§ TASK TO COMPLETE
Scan the entries that follow and copy out every line containing "scale".

§ RECORDS TO PROCESS
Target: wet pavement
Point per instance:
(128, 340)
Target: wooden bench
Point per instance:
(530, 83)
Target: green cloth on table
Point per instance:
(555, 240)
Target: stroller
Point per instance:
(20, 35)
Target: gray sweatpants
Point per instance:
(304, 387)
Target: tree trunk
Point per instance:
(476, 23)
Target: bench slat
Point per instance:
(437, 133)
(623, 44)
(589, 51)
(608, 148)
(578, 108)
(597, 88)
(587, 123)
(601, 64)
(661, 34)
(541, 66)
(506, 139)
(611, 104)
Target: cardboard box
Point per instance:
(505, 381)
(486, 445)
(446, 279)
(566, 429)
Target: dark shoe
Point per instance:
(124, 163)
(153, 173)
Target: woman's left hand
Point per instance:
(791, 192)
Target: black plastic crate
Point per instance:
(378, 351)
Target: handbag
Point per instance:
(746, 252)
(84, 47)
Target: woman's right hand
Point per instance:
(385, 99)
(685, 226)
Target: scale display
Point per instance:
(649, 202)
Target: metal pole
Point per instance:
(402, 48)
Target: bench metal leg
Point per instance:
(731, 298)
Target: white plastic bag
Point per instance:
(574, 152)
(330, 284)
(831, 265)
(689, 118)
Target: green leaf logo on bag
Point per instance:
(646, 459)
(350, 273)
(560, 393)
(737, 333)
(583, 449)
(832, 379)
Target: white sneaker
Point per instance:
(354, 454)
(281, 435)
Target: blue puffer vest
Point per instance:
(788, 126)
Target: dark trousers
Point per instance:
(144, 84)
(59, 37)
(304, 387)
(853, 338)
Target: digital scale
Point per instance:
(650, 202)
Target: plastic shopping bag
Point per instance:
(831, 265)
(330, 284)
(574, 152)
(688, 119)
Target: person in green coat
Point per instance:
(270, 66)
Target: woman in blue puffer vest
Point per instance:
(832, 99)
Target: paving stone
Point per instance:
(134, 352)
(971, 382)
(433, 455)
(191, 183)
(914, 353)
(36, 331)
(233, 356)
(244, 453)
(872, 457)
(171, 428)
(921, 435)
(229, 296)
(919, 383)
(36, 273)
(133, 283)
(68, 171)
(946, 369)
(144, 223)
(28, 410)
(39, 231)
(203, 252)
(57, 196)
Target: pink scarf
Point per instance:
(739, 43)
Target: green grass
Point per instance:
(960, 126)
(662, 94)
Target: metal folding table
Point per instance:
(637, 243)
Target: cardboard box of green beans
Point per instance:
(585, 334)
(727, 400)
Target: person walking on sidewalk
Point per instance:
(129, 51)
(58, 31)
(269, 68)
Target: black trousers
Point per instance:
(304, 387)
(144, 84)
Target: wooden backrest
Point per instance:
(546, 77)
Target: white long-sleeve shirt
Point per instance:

§ WRITTEN RESPONSE
Target: scale display
Target: digital scale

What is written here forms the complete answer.